[What is required]: Check every line of the data below for the string "trunk", and copy the ones that hold it.

[Exercise materials]:

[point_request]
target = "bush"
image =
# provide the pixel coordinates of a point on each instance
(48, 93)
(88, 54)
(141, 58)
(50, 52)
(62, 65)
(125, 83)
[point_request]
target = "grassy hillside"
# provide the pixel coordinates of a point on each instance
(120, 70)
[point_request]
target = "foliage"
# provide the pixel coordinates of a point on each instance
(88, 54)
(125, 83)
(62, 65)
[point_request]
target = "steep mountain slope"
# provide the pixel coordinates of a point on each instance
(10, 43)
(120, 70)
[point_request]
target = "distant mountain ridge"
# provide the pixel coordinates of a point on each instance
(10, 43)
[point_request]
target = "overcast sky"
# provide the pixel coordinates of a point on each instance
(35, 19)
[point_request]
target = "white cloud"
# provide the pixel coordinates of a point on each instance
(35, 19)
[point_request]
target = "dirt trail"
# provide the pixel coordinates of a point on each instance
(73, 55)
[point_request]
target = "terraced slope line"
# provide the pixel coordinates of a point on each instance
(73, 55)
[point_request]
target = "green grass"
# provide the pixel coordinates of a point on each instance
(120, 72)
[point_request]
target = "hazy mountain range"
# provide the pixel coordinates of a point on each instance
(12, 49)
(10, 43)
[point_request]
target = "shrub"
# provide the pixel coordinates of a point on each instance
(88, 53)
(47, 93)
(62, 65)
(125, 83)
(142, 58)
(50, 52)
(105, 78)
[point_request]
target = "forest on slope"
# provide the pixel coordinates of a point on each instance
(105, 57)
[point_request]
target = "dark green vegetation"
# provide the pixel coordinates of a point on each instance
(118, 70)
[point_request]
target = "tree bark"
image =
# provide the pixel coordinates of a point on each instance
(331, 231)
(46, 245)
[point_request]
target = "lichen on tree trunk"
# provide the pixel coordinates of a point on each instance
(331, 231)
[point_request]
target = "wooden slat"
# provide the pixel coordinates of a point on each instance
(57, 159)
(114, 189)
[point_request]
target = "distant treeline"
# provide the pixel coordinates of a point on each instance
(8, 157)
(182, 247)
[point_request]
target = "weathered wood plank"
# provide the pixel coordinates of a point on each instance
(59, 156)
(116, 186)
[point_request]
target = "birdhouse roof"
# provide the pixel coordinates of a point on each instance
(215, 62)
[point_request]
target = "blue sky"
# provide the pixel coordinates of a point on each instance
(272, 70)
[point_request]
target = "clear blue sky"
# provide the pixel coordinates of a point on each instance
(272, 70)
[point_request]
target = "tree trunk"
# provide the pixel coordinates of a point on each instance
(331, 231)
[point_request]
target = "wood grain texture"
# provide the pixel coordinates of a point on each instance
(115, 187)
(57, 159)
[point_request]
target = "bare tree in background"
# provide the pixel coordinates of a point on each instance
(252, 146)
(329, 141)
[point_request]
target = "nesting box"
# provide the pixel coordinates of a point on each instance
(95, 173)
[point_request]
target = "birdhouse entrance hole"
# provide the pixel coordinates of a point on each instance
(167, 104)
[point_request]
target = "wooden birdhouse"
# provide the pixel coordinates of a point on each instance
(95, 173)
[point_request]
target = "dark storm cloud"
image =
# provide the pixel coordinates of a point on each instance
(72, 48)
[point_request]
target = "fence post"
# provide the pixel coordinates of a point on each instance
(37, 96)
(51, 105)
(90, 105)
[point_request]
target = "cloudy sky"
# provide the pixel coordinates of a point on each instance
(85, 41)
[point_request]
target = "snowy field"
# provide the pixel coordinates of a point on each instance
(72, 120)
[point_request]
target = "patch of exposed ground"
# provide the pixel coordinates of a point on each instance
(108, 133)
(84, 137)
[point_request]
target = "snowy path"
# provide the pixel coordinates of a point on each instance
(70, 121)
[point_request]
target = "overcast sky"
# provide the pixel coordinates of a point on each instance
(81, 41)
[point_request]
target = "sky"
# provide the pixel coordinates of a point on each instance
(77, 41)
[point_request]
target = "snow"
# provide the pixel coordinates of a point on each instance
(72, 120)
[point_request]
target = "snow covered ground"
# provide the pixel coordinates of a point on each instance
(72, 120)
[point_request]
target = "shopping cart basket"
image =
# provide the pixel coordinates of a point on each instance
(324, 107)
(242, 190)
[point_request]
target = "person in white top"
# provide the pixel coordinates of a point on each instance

[Solution for this problem]:
target = "lichen on tree trunk"
target = "tree trunk"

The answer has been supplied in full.